[Entries taken from a collection]
=======
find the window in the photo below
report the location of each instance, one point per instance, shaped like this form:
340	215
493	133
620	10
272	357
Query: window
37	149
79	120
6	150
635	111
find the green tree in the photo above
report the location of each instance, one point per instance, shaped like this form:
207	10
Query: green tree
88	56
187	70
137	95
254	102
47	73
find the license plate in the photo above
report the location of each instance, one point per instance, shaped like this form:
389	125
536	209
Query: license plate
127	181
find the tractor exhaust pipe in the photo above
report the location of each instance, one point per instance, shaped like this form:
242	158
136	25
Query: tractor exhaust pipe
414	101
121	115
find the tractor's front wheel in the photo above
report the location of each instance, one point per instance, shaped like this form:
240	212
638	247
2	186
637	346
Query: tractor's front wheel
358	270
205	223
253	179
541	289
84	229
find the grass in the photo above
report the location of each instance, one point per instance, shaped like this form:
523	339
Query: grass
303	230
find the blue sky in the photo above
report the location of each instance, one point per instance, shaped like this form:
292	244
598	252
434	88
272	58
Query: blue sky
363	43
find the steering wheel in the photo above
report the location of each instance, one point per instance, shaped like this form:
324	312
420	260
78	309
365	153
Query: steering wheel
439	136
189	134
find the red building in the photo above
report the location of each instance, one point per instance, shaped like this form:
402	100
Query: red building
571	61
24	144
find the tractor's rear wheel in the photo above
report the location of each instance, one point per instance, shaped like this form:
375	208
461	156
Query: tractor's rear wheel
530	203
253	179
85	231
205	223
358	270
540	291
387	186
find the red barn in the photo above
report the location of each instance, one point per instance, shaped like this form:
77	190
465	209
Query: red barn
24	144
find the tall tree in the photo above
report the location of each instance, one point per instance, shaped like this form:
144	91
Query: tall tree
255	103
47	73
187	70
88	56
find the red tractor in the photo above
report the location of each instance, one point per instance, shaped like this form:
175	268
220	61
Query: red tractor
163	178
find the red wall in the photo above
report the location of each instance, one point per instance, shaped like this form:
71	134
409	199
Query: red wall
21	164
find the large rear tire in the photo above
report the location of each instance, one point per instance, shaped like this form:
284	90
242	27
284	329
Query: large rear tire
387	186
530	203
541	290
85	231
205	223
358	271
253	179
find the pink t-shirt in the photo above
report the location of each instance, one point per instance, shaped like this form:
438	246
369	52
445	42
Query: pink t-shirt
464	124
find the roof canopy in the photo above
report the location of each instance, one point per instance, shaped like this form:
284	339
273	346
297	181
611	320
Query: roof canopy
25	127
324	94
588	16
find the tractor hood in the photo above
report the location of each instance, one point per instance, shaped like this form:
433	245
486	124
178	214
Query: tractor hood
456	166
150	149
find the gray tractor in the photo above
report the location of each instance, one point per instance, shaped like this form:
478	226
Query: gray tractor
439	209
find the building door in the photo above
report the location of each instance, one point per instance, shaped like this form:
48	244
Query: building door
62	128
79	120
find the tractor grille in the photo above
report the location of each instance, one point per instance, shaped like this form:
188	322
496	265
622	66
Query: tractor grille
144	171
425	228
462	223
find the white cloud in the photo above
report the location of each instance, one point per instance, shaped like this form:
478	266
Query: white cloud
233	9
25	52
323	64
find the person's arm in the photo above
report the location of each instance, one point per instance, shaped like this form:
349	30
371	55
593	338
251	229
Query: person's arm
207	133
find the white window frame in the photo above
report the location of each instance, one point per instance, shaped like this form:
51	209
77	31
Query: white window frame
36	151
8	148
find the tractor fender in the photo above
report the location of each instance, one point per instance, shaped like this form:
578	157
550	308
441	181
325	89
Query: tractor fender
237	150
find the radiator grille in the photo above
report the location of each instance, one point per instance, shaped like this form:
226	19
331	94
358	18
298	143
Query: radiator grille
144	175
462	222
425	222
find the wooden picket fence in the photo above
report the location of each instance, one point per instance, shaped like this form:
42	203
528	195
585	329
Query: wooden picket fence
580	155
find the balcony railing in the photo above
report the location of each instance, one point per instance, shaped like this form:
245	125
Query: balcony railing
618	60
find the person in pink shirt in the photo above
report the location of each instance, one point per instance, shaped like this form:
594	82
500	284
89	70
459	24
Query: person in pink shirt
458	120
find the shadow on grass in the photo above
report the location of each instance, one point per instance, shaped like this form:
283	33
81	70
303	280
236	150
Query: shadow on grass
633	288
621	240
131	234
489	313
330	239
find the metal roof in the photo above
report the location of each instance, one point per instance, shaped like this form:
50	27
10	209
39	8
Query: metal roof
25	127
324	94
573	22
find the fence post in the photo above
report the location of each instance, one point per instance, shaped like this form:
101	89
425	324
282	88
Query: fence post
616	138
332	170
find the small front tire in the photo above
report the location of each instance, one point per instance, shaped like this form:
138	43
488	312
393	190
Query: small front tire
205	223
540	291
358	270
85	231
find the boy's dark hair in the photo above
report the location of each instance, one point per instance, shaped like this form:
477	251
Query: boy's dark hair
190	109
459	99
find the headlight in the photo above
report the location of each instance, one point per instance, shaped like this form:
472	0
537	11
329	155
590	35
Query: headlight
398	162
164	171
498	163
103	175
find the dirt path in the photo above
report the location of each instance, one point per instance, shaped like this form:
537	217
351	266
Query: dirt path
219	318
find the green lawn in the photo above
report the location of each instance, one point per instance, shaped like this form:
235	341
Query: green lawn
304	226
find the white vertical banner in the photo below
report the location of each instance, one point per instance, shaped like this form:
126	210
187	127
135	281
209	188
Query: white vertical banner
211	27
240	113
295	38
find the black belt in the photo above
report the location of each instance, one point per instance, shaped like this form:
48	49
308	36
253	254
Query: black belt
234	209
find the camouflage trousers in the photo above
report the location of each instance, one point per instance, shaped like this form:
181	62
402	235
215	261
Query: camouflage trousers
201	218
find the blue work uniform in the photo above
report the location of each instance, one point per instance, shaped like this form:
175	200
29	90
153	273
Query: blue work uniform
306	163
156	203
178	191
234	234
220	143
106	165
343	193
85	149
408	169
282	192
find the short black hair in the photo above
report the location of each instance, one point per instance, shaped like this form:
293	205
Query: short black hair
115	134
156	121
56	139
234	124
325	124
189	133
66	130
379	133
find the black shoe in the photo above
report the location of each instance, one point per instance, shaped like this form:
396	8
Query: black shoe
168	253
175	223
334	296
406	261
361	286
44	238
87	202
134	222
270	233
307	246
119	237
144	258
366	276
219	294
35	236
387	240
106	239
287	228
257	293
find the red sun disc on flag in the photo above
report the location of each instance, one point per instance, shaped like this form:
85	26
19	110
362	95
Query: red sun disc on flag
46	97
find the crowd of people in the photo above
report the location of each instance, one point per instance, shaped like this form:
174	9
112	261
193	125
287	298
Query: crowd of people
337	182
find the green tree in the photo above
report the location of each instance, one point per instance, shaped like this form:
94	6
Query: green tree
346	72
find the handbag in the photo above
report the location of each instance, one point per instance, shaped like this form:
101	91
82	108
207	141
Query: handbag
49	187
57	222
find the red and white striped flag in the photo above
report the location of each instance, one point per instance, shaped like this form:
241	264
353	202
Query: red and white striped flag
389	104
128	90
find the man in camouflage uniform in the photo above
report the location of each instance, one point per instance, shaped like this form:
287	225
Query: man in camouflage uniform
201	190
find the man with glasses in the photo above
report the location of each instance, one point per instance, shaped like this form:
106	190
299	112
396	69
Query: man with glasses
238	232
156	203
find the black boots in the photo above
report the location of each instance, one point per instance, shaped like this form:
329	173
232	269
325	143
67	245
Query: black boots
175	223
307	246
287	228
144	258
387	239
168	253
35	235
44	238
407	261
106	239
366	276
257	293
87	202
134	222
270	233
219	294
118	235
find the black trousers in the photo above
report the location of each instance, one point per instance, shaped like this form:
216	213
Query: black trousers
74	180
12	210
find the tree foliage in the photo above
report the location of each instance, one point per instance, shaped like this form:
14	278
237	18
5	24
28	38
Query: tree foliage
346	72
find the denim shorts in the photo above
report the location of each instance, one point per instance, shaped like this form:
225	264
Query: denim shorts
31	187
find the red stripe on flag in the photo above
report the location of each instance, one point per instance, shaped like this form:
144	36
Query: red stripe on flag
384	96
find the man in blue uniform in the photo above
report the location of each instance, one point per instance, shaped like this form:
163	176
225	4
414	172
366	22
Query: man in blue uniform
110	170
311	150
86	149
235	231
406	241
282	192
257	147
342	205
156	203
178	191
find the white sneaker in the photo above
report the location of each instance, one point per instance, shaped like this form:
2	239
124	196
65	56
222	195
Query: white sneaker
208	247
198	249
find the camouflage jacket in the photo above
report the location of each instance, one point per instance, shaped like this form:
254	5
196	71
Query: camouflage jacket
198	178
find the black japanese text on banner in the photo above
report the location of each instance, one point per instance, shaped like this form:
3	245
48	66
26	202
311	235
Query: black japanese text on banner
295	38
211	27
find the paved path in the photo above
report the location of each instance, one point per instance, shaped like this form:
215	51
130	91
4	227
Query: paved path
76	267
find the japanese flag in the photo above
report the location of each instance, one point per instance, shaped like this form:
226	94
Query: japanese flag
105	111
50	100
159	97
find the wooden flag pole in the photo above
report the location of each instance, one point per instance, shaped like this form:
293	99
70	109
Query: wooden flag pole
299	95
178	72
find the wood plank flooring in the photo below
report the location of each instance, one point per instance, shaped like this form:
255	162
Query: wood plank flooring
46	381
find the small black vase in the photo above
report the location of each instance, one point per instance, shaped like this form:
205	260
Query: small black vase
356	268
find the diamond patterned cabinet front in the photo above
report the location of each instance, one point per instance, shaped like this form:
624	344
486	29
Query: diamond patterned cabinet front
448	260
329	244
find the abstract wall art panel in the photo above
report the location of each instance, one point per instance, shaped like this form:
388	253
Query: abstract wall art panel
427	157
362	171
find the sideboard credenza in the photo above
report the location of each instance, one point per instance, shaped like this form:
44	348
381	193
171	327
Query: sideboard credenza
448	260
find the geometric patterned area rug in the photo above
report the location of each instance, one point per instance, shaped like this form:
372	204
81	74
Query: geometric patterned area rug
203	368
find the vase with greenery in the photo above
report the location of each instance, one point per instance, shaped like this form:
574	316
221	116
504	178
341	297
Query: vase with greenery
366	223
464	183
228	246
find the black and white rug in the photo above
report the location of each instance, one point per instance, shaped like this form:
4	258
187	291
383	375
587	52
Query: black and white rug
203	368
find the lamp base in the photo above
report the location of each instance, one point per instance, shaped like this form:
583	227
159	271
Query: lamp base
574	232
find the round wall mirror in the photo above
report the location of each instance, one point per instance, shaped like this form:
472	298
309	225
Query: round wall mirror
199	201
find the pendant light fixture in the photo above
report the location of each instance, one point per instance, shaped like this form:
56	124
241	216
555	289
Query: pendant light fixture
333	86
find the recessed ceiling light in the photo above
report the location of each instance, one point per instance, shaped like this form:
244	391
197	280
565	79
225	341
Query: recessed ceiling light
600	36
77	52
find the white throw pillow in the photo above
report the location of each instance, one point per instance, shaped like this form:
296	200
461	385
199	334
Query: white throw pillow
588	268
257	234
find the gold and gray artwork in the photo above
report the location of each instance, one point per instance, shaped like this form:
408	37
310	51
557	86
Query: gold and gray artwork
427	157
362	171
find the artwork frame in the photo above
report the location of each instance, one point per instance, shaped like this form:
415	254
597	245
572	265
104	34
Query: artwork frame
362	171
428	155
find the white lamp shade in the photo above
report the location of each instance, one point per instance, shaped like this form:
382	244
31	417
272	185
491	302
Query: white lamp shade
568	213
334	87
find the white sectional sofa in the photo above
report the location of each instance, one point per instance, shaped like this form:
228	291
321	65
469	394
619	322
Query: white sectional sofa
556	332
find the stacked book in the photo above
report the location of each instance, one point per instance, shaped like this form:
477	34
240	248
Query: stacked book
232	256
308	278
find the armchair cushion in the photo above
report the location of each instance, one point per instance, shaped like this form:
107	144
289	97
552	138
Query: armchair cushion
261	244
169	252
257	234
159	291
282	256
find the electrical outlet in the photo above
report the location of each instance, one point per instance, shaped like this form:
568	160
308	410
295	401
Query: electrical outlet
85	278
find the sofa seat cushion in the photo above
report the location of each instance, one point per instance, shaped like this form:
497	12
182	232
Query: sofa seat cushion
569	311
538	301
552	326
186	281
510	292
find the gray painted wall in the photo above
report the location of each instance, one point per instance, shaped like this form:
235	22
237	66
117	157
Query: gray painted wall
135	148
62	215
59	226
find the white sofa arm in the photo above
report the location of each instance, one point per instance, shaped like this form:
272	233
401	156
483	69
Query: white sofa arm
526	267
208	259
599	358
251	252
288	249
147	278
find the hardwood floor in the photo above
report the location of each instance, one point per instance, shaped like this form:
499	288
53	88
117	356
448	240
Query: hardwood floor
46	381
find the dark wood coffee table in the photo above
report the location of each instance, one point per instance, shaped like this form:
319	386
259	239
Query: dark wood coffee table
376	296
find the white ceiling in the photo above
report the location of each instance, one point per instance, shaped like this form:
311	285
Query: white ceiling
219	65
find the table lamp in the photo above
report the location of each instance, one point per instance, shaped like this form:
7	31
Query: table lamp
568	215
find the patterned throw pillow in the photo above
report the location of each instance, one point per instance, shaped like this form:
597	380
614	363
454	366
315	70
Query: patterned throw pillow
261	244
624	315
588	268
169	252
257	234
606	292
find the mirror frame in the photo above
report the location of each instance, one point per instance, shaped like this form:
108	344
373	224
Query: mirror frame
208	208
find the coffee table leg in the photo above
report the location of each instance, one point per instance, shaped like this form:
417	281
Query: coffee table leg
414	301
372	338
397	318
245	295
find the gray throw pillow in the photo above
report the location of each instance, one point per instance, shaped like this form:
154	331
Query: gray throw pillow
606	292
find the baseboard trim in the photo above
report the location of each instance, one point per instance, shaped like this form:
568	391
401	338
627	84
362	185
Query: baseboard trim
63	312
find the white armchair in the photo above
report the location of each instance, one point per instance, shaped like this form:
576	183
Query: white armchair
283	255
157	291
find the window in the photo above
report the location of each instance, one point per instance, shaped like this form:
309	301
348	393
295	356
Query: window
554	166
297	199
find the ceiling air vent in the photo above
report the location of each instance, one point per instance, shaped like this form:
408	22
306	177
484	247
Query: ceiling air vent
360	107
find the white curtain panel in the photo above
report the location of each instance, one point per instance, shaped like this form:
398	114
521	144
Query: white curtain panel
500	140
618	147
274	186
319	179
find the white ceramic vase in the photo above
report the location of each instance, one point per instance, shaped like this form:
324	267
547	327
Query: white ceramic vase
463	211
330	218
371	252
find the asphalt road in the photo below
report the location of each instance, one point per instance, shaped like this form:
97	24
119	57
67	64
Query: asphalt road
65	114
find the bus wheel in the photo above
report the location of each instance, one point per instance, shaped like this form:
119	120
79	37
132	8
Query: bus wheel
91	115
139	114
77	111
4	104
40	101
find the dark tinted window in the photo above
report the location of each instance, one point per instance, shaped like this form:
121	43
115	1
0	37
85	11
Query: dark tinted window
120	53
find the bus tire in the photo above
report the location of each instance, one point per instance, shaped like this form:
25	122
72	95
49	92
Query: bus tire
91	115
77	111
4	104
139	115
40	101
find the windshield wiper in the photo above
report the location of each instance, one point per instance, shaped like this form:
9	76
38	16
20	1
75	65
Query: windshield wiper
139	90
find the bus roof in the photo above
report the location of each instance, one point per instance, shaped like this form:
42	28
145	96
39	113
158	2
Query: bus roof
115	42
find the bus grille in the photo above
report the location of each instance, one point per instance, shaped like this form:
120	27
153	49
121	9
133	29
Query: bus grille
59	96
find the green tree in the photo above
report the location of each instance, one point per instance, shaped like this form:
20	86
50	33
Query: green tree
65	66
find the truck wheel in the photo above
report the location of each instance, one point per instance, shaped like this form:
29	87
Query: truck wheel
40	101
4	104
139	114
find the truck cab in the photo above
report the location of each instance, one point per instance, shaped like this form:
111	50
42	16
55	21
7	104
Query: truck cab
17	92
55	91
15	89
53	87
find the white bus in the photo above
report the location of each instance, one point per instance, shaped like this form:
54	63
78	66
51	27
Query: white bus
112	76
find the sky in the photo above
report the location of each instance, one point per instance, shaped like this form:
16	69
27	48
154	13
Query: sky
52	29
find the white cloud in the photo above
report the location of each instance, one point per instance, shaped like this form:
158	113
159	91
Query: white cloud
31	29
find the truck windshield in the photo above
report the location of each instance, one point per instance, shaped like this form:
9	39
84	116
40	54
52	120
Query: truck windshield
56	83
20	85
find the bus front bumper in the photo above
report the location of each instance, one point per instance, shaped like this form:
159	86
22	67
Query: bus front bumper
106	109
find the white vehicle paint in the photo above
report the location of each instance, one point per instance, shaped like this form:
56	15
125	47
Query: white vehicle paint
=======
• [Your instructions] Would you state how many lines of the data above hold the string "vehicle"? Reply with the number alone.

• [Solution for this task] 2